[Data items]
# # #

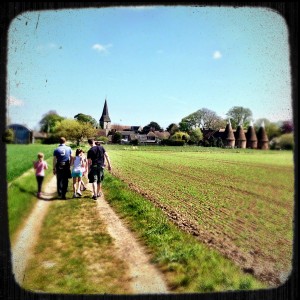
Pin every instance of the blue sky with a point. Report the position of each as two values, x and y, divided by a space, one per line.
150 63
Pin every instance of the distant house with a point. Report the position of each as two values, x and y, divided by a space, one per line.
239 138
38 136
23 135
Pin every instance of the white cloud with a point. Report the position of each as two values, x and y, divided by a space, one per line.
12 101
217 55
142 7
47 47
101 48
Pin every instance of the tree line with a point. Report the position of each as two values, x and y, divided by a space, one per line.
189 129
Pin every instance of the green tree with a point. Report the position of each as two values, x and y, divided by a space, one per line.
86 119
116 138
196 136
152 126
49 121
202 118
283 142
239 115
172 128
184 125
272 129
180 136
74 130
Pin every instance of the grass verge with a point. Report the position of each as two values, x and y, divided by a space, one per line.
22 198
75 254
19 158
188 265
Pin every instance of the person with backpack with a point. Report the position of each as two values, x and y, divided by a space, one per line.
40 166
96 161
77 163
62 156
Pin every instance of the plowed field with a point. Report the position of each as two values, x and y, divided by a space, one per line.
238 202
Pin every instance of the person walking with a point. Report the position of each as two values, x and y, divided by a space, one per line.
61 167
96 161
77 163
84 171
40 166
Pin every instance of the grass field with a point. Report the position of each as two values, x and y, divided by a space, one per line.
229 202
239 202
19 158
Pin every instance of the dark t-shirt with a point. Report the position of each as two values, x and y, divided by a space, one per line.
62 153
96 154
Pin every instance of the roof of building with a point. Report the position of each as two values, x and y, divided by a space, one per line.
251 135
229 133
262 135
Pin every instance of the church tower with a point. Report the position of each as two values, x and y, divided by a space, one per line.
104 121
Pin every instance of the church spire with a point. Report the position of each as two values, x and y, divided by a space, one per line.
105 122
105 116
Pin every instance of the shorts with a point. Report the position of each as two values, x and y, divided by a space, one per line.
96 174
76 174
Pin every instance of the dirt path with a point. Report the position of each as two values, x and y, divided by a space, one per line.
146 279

# # #

__WHAT IS BEING ASKED__
Would you write each entry out again exactly, omitting the images?

__YOUR RESPONSE__
Pin every instance of the blue sky with a point. Report the position of each as two values, x and y, divided by a space, one per line.
150 63
Pin every instance of the distant house with a point. Report the position of each as two values, x and y, divided by a space, one per line.
239 138
38 136
23 135
Pin every instance of the white cloud with a point. Report the position of each as two values, x and y, divided by a space, one per line.
12 101
217 55
142 7
47 47
101 48
Pin every instance of the tree line with a point. Report the position of each as two values, x and y, divided by a space, one per line.
189 129
Pin every instance of the green tree with a point. Report the position of each as two values, x and y, divided by a space, one per line.
86 119
116 138
196 136
152 126
49 121
202 118
283 142
239 115
172 128
184 125
272 129
180 136
74 130
Pin every instance of the grass verge with a point. Report the position of each as two values, x and y, divided by a space, one per line.
22 198
75 254
19 158
188 265
Pin every instance of the person with backpack with a point. Report the position of each as two values, x and y, divided by a space, one per line.
40 166
96 161
77 163
62 156
Pin every instance of the plowed field with a point. Report the position of each as two values, x and y, divided by a space, one per line.
238 202
Pin every instance of the person walking with a point. Report the position of each as two values, x and y, divided by a space, one per line.
61 167
96 161
77 163
84 171
40 166
Pin every instance of the grass field with a point. Report the position of each as two values, x and y, divided by a space, one per line.
229 202
239 202
19 158
Pin every instance of the dark t-shirt with a point. Report the position of each as two values, x and y, divided by a space, one per line.
62 153
96 154
Pin every instance of the roof of building with a point. Report the position of each as two values, x and y, divided by a space, one per line.
251 135
229 133
262 135
Pin every instance of the church tower with a point. Report the position of each as two values, x and y, divided by a space, one per line.
104 121
Pin every instance of the church spire with a point. Report the position of each as two values, x and y, divided by a space, one per line.
105 122
105 116
Pin every instance of the shorts with a point. Report the position of each as two values, x and y, divided by a space, one per line.
96 174
76 174
Pin every instance of the dirt path with a point. Report the position of each as two values, x and y, divided by a space, one per line.
146 279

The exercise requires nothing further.